WHAT YOU HAVE TO DO >> In the records below, find each line with the word "white" and copy it.

DATA EXTRACTS >>
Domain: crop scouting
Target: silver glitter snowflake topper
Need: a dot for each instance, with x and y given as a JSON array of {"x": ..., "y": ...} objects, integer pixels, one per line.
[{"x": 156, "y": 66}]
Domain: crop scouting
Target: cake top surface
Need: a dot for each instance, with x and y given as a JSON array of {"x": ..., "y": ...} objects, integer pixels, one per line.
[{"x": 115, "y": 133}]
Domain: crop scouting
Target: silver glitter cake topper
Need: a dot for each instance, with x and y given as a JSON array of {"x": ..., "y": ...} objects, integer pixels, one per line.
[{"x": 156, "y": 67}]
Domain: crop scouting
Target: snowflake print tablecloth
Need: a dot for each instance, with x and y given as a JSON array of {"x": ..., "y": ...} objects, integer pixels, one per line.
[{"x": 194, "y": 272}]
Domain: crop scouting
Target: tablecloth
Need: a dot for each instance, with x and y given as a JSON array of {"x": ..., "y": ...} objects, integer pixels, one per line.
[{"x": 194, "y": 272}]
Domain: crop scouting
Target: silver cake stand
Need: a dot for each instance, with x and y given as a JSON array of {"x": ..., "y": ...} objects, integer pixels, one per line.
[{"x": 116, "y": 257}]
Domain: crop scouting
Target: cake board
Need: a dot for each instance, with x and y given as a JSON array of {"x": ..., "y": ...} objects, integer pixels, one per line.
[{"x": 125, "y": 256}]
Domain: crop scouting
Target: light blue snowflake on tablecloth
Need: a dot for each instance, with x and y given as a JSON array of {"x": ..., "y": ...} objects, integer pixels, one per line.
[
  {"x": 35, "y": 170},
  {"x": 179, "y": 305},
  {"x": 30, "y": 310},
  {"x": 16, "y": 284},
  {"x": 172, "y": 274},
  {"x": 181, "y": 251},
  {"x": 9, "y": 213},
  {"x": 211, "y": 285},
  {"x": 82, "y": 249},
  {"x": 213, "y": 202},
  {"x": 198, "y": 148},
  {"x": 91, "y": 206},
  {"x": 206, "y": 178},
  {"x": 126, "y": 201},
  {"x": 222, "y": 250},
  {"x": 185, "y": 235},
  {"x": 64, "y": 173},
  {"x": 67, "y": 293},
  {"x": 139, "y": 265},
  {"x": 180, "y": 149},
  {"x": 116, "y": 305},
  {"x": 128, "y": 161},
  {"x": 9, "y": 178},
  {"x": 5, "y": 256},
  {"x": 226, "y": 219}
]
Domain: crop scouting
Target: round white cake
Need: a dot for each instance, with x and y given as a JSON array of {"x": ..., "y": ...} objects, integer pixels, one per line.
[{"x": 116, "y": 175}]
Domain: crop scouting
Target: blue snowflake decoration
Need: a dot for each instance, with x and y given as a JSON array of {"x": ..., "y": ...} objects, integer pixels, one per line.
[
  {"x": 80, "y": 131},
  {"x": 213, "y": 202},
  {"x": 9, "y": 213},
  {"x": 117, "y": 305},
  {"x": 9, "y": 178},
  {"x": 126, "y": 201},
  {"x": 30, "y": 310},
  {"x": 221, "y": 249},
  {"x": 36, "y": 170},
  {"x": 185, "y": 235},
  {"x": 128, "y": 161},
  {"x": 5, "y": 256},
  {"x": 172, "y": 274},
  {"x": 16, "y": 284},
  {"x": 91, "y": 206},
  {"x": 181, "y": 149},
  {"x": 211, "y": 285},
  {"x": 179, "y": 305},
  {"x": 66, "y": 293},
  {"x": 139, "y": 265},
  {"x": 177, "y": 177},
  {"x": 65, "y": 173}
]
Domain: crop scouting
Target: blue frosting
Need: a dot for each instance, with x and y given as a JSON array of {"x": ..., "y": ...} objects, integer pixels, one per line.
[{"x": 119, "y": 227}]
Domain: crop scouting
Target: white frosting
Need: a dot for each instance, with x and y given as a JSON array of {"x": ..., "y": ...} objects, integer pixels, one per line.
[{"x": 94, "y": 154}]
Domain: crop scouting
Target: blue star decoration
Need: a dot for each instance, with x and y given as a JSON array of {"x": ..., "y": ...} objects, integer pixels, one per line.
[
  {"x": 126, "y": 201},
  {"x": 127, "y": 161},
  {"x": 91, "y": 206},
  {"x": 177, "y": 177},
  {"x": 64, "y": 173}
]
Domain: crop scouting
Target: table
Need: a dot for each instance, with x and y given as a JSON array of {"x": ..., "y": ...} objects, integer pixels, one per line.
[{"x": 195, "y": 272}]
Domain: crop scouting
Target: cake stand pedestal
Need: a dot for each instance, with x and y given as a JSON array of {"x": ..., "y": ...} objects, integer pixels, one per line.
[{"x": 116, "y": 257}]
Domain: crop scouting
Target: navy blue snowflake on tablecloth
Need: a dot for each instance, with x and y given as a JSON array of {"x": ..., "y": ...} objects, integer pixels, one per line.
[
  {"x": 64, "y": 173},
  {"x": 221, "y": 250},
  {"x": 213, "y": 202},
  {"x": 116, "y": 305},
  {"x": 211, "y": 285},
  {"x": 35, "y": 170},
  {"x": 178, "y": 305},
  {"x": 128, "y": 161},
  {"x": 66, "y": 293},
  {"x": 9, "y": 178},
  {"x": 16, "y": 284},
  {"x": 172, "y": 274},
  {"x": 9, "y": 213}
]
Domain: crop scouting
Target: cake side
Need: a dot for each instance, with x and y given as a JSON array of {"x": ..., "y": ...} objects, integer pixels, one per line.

RESULT OF THIS TASK >>
Target: round white cake
Target: white frosting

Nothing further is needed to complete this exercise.